» TEXTE RETENU:
= = = =

Le recours à la nudité comme moyen de protestation n’est pas une nouveauté au Sénégal ni ailleurs en Afrique. Depuis des générations, des femmes ont utilisé ce geste symbolique pour exprimer leur indignation face à l’oppression et pour réclamer justice. Loin d’être une simple provocation, il s’agit d’un acte porteur de sens, mettant en avant le corps féminin comme un espace de dignité, de pouvoir et de lutte.
Le 16 décembre dernier, un visuel circulant sur les réseaux sociaux annonçait un « Sit-In Freedom Day » avec un dress code inattendu : « Nue/Tatounen ». Ce visuel portait également des messages forts tels que « contre la culture du viol » et « pour l’application du Protocole de Maputo ». Pourtant, l’attention s’est rapidement détournée des causes défendues pour se concentrer sur la mention de nudité, alimentant une polémique qui a éclipsé l’objectif principal de cette mobilisation. Le sit-in, finalement interdit par le Préfet, n’a jamais eu lieu.
Cette réaction pose des questions profondes sur les dynamiques sociales au Sénégal. Pourquoi une société réagit-elle avec une telle indignation face à une forme de protestation tout en restant largement indifférente aux violences qu’elle prétend dénoncer ? Pour mieux comprendre, il est utile de se replonger dans l’histoire où des actes similaires ont marqué les luttes sociales.
En Casamance, lors du conflit armé, les femmes diolas ont utilisé leur nudité comme un cri de révolte contre l’injustice. Ce geste, enraciné dans leurs croyances spirituelles, symbolisait une malédiction dirigée contre leurs oppresseurs.
Dans les années 1940, les femmes sérères de Joal ont défié l’ordre colonial en se dénudant pour protester contre des taxes injustes sur le mil. Cet acte audacieux traduisait leur refus catégorique de l’exploitation. Plus récemment, en 2001, les femmes mandingues se sont mobilisées contre les compagnies minières qui polluaient leurs terres, rappelant à travers leur nudité que leurs droits fondamentaux étaient bafoués.
Ces actes ne sont pas isolés. D’autres exemples viennent renforcer cette tradition de protestation féminine : en Côte d’Ivoire, en 1949, des femmes se sont dénudées pour exiger la libération de leurs proches emprisonnés. En 1992, au Kenya, des mères de prisonniers politiques ont fait de même pour contraindre les autorités à écouter leurs revendications.

= = = =

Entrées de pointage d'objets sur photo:
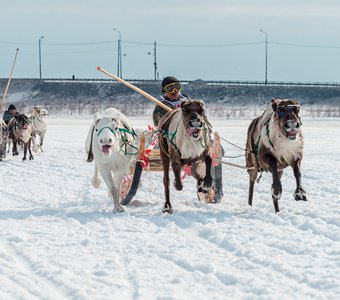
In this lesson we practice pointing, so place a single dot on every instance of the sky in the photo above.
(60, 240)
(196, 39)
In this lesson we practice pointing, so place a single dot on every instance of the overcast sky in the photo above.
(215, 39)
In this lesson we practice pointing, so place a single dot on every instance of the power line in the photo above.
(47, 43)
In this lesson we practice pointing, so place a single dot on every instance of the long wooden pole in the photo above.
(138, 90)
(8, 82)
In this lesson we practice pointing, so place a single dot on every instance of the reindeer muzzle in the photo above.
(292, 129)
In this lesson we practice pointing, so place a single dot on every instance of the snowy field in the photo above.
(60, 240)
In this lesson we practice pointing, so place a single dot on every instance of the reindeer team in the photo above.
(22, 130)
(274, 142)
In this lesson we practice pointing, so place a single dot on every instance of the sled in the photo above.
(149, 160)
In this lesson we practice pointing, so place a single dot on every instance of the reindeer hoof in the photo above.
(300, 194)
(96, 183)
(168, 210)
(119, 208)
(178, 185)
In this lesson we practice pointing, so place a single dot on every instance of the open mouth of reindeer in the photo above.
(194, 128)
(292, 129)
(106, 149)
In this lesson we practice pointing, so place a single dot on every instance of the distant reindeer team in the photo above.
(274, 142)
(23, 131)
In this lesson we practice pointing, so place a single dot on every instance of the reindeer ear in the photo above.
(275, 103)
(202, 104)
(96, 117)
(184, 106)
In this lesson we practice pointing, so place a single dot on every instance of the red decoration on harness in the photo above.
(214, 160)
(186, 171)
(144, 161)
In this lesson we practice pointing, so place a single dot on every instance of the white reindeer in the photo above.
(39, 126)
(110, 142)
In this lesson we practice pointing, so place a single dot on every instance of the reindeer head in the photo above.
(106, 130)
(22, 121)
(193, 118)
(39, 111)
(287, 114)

= = = =

» TÂCHES À RÉALISER:
(A) D'après le texte retenu, en quelle année les femmes mandingues se sont-elles mobilisées contre les compagnies minières qui polluaient leurs terres ?
(B) Présentez sous forme de liste JSON de chaînes les lignes des entrées situées entre celle qui contient « head in the photo above. » et la fin des entrées, bornes incluses, à raison d'une chaîne par ligne et sans les lignes vides.

» RÉSULTATS ATTENDUS:
(A) En 2001.

(B)
[
  "In this lesson we practice pointing, so place a single dot on every instance of the reindeer head in the photo above.",
  "(106, 130)",
  "(22, 121)",
  "(193, 118)",
  "(39, 111)",
  "(287, 114)"
]